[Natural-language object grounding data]
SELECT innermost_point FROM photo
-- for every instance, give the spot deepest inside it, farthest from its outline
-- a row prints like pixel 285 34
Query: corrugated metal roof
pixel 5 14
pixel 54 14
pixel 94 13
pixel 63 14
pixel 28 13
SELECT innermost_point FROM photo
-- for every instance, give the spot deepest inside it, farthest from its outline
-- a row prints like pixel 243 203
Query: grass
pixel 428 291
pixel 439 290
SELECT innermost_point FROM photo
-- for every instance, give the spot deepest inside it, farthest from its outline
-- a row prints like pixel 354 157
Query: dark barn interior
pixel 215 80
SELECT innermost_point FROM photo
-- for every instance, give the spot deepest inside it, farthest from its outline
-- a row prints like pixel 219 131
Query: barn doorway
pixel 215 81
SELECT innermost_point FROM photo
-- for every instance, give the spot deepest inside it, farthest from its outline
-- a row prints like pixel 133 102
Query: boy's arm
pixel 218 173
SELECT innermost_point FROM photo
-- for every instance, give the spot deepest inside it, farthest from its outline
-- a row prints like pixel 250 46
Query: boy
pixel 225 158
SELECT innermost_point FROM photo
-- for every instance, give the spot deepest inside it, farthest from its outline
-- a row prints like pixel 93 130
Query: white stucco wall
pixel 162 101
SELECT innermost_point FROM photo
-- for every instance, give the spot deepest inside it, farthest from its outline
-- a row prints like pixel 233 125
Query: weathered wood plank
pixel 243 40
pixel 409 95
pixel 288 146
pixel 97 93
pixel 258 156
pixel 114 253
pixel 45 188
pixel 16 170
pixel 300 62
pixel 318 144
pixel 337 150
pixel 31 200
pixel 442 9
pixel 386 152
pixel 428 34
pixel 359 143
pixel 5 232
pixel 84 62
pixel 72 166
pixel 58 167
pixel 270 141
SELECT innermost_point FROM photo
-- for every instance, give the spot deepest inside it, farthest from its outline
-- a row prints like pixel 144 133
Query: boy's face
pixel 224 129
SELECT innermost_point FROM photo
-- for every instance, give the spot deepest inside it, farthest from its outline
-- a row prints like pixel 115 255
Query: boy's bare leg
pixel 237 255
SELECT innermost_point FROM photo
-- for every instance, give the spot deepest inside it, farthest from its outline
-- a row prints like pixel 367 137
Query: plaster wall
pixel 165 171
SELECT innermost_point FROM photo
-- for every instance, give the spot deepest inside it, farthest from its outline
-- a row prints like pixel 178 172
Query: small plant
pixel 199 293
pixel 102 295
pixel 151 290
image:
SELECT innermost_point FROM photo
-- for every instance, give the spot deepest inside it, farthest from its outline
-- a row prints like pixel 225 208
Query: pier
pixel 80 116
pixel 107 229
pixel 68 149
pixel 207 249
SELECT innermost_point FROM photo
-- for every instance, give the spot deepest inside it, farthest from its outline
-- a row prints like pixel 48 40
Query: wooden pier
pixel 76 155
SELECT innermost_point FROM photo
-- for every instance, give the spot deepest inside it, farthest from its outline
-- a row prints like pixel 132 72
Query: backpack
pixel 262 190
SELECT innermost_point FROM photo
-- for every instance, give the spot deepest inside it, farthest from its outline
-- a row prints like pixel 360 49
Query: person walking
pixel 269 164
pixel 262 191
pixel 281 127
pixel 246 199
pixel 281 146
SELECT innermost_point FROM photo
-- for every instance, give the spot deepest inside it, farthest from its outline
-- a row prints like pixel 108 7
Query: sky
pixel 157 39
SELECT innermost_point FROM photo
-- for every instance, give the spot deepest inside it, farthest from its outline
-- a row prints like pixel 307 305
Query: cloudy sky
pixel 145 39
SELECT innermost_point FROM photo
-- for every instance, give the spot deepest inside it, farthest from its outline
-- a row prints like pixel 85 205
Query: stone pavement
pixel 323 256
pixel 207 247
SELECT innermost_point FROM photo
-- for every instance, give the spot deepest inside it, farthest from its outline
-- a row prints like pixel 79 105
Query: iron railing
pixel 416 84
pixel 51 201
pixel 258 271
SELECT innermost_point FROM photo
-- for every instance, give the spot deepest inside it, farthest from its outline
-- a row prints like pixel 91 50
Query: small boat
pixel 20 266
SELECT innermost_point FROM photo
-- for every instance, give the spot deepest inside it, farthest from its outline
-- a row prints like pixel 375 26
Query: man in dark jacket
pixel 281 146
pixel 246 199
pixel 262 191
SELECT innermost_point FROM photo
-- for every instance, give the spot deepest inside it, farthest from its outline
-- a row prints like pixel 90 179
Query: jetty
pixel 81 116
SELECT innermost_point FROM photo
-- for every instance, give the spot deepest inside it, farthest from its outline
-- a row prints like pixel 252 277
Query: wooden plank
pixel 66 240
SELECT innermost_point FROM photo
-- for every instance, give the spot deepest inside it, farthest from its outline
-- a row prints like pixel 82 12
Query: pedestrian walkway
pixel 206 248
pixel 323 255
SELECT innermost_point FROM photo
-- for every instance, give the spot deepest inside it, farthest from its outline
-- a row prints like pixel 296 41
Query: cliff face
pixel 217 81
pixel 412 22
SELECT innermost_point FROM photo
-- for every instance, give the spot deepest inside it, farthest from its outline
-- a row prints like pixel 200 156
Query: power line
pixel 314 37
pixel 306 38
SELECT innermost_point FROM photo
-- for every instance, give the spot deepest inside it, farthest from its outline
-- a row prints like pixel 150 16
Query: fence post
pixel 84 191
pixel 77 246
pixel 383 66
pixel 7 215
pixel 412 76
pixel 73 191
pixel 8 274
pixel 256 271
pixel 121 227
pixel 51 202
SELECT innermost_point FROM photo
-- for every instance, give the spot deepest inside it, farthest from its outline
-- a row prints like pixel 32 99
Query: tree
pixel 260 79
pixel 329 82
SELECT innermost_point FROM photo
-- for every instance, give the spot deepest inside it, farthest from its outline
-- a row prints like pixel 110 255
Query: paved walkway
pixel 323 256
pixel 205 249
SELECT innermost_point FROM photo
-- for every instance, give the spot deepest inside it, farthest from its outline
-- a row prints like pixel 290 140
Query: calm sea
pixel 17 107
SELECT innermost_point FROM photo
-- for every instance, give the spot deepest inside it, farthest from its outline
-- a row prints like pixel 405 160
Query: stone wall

• **Work task**
Transcribe each of the records above exactly.

• **Answer box**
SELECT innermost_point FROM photo
-- for every instance, give the spot deepest inside it, farthest from its outline
-- a row prints like pixel 285 34
Query: corrugated metal roof
pixel 5 14
pixel 54 14
pixel 94 13
pixel 63 14
pixel 28 13
SELECT innermost_point FROM photo
-- for every instance, give the spot deepest inside it, farthest from its outline
-- a row prints like pixel 243 203
Query: grass
pixel 428 291
pixel 439 290
SELECT innermost_point FROM photo
-- for every instance, give the spot deepest inside it, farthest from its outline
-- a row prints like pixel 354 157
Query: dark barn interior
pixel 215 80
SELECT innermost_point FROM photo
-- for every instance, give the spot deepest inside it, farthest from its outline
-- a row prints like pixel 219 131
Query: barn doorway
pixel 215 81
SELECT innermost_point FROM photo
-- for every instance, give the spot deepest inside it, farthest from its outline
-- a row prints like pixel 133 102
Query: boy's arm
pixel 218 173
SELECT innermost_point FROM photo
-- for every instance, give the spot deepest inside it, farthest from its outline
-- a row prints like pixel 250 46
Query: boy
pixel 225 158
SELECT innermost_point FROM photo
-- for every instance, give the spot deepest inside it, farthest from its outline
-- a row prints like pixel 93 130
Query: white stucco wall
pixel 162 101
SELECT innermost_point FROM photo
-- for every instance, give the spot deepest inside it, farthest from its outline
-- a row prints like pixel 233 125
Query: weathered wood plank
pixel 243 40
pixel 409 95
pixel 288 146
pixel 97 93
pixel 258 156
pixel 114 253
pixel 45 188
pixel 16 170
pixel 300 62
pixel 318 144
pixel 337 150
pixel 31 200
pixel 442 9
pixel 386 152
pixel 428 34
pixel 359 143
pixel 5 232
pixel 84 62
pixel 72 166
pixel 58 167
pixel 270 141
SELECT innermost_point FROM photo
-- for every instance, give the spot deepest inside it, farthest from its outline
-- a row prints like pixel 144 133
Query: boy's face
pixel 224 129
SELECT innermost_point FROM photo
-- for every instance, give the spot deepest inside it, farthest from its outline
-- a row prints like pixel 115 255
Query: boy's bare leg
pixel 237 255
SELECT innermost_point FROM photo
-- for every instance, give the spot deepest inside it, farthest from its outline
-- a row prints like pixel 367 137
Query: plaster wall
pixel 165 171
SELECT innermost_point FROM photo
-- for every instance, give the spot deepest inside it, farthest from its outline
-- a row prints like pixel 178 172
Query: small plant
pixel 199 293
pixel 102 295
pixel 151 290
image:
SELECT innermost_point FROM photo
-- for every instance, give the spot deepest inside it, farthest from its outline
-- a row prints like pixel 225 208
Query: pier
pixel 80 116
pixel 107 229
pixel 68 149
pixel 207 249
SELECT innermost_point FROM photo
-- for every instance, give the spot deepest inside it, farthest from its outline
-- a row prints like pixel 48 40
Query: wooden pier
pixel 76 155
SELECT innermost_point FROM photo
-- for every instance, give the spot deepest inside it, farthest from its outline
-- a row prints like pixel 132 72
Query: backpack
pixel 262 190
SELECT innermost_point FROM photo
-- for every instance, give the spot deepest inside it, farthest from its outline
-- a row prints like pixel 360 49
Query: person walking
pixel 269 164
pixel 262 191
pixel 281 127
pixel 246 199
pixel 281 146
SELECT innermost_point FROM photo
-- for every instance, give the spot deepest inside it, farthest from its outline
-- a row prints like pixel 108 7
Query: sky
pixel 157 39
SELECT innermost_point FROM photo
-- for every instance, give the spot deepest inside it, farthest from its outline
-- a row prints like pixel 307 305
Query: cloudy sky
pixel 145 39
SELECT innermost_point FROM photo
-- for every instance, give the spot deepest inside it, farthest from its outline
-- a row prints like pixel 85 205
Query: stone pavement
pixel 323 256
pixel 207 247
SELECT innermost_point FROM photo
-- for every instance, give the spot deepest inside it, farthest from its outline
-- a row prints like pixel 79 105
Query: iron railing
pixel 416 84
pixel 51 201
pixel 258 271
SELECT innermost_point FROM photo
-- for every instance, give the spot deepest inside it, farthest from its outline
-- a row prints like pixel 91 50
Query: small boat
pixel 20 266
SELECT innermost_point FROM photo
-- for every instance, give the spot deepest inside it, farthest from its outline
-- a row prints like pixel 375 26
Query: man in dark jacket
pixel 281 146
pixel 246 199
pixel 262 191
SELECT innermost_point FROM photo
-- for every instance, give the spot deepest inside it, farthest from its outline
-- a row prints like pixel 90 179
Query: jetty
pixel 81 116
SELECT innermost_point FROM photo
-- for every instance, give the spot deepest inside it, farthest from its outline
-- a row prints like pixel 252 277
Query: wooden plank
pixel 66 240
SELECT innermost_point FROM photo
-- for every instance, give the spot deepest inside it, farthest from its outline
-- a row prints like pixel 82 12
Query: pedestrian walkway
pixel 206 248
pixel 323 255
SELECT innermost_point FROM photo
-- for every instance, give the spot deepest inside it, farthest from its outline
-- a row prints like pixel 296 41
Query: cliff face
pixel 217 81
pixel 412 22
SELECT innermost_point FROM photo
-- for every instance, give the spot deepest inside it, farthest from its outline
-- a row prints like pixel 200 156
Query: power line
pixel 314 37
pixel 306 38
SELECT innermost_point FROM photo
-- for every instance, give the spot deepest inside it, farthest from its outline
-- a row prints like pixel 150 16
Query: fence post
pixel 84 191
pixel 77 246
pixel 383 66
pixel 7 215
pixel 412 76
pixel 73 191
pixel 8 274
pixel 256 271
pixel 121 227
pixel 51 202
SELECT innermost_point FROM photo
-- for every instance, give the spot deepest inside it, farthest from its outline
-- a row prints like pixel 32 99
Query: tree
pixel 260 79
pixel 329 82
SELECT innermost_point FROM photo
-- for every instance, give the spot deepest inside it, farthest from its outline
-- a row prints like pixel 110 255
Query: paved walkway
pixel 323 256
pixel 205 249
SELECT innermost_point FROM photo
-- for every instance, give the spot deepest inside it, farthest from its outline
-- a row prints like pixel 290 140
Query: calm sea
pixel 17 107
SELECT innermost_point FROM photo
-- for every instance, give the spot deepest inside it, farthest from its outline
-- a row prints like pixel 405 160
Query: stone wall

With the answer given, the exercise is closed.